[Dataset excerpts Boundary: Start]

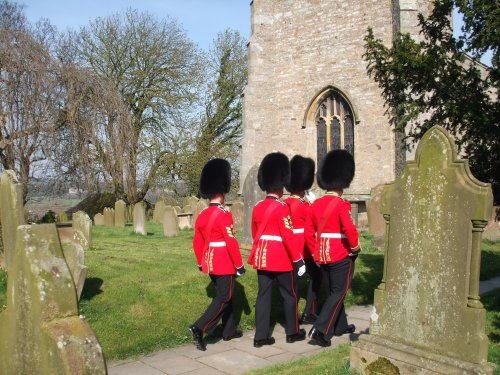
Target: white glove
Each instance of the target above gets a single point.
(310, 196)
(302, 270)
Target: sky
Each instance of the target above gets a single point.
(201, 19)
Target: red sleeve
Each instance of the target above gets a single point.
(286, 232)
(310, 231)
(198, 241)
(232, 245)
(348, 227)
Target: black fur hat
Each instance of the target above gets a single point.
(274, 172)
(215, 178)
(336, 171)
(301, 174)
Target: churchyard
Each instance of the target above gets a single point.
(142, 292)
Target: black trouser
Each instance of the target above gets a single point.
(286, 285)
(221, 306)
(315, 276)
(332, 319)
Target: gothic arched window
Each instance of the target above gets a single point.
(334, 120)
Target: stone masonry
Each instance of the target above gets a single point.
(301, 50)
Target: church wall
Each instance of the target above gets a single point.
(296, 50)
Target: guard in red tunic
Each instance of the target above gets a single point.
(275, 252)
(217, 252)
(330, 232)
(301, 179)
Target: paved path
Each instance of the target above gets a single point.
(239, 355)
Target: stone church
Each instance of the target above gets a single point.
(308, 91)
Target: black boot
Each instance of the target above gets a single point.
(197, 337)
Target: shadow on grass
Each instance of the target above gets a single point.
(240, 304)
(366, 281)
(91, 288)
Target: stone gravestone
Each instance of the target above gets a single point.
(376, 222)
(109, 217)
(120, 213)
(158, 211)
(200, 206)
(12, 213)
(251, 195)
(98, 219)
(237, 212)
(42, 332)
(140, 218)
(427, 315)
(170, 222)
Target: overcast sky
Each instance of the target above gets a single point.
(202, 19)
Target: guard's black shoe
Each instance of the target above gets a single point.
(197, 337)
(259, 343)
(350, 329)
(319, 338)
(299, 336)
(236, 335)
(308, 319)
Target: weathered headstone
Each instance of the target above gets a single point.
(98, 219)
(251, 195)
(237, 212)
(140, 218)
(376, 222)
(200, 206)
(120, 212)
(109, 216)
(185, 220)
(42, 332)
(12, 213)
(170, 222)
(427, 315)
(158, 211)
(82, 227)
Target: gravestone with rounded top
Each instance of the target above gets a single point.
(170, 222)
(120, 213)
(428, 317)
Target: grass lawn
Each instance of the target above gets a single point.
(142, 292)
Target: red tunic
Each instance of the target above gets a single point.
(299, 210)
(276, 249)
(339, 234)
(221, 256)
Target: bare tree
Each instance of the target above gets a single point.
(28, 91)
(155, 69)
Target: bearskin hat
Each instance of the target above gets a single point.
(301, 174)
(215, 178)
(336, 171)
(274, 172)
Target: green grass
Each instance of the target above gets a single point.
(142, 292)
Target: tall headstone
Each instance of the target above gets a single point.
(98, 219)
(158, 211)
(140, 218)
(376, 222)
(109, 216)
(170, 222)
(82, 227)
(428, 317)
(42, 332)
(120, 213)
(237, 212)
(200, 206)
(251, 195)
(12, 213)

[Dataset excerpts Boundary: End]

**Exercise**
Your task is to copy the entries in full and exactly, without any images.

**Your response**
Target: white glove
Each instance of the target above gets a single point.
(310, 196)
(302, 270)
Target: sky
Each instance of the target above gets a single point.
(201, 19)
Target: red sleeve
Each instance of the target above gets a single point.
(286, 232)
(310, 231)
(198, 241)
(232, 245)
(348, 227)
Target: black fur hat
Each instance of the target above gets a single point.
(274, 172)
(215, 178)
(336, 171)
(301, 174)
Target: churchyard
Each instance of the target above gets a single point.
(142, 292)
Target: black trouser
Each instance of the target above gets a single point.
(286, 285)
(221, 306)
(315, 276)
(332, 319)
Target: gothic arched window
Each instance of the target above gets a single point.
(334, 120)
Target: stone masonry
Each instance of the target above gets a single point.
(301, 50)
Target: church wall
Each instance of the target above gets a single point.
(296, 50)
Target: guard in red tunic
Each instance of the target above gets a single point.
(275, 252)
(217, 252)
(330, 232)
(301, 179)
Target: paved path
Each instance of the target above gets a single point.
(239, 355)
Target: stone church
Each instance of the target above gets a single point.
(308, 91)
Target: black boot
Each instance of the target above gets a single point.
(197, 337)
Target: shadow on grass
Each instance of the target above gets a single point.
(240, 304)
(366, 281)
(91, 288)
Target: stone gravestone
Each instance of the target above gets a single point.
(376, 222)
(109, 217)
(120, 213)
(158, 211)
(200, 206)
(12, 213)
(251, 195)
(98, 219)
(237, 212)
(42, 332)
(140, 218)
(427, 315)
(170, 222)
Target: overcast sky
Each instance of the target above gets a single point.
(202, 19)
Target: guard's black shoe
Each instance of the target above gets a single point.
(197, 337)
(259, 343)
(350, 329)
(319, 338)
(299, 336)
(236, 335)
(308, 319)
Target: weathered headstone
Each instance of the target above gets a single point.
(98, 219)
(251, 195)
(237, 212)
(140, 218)
(376, 222)
(200, 206)
(120, 212)
(109, 216)
(185, 220)
(42, 332)
(12, 213)
(170, 222)
(427, 315)
(158, 211)
(82, 227)
Target: gravestone with rounded top
Each instance of the target above gets a single point.
(170, 222)
(120, 213)
(428, 317)
Target: grass lawn
Each instance of the target above gets a single point.
(142, 292)
Target: red tunic
Each instance of the target above gets a single point.
(299, 210)
(276, 249)
(339, 234)
(221, 256)
Target: bare tree
Each instance of the target above gets a single point.
(28, 91)
(155, 69)
Target: bearskin hat
Each instance of the target above gets a single point.
(301, 174)
(215, 178)
(336, 171)
(274, 172)
Target: green grass
Each instance of the target above gets a single point.
(142, 292)
Target: tall headstone
Each instance of the target above gets a single point.
(98, 219)
(158, 211)
(140, 218)
(376, 222)
(109, 216)
(170, 222)
(82, 227)
(428, 317)
(42, 332)
(120, 213)
(237, 212)
(200, 206)
(251, 195)
(12, 213)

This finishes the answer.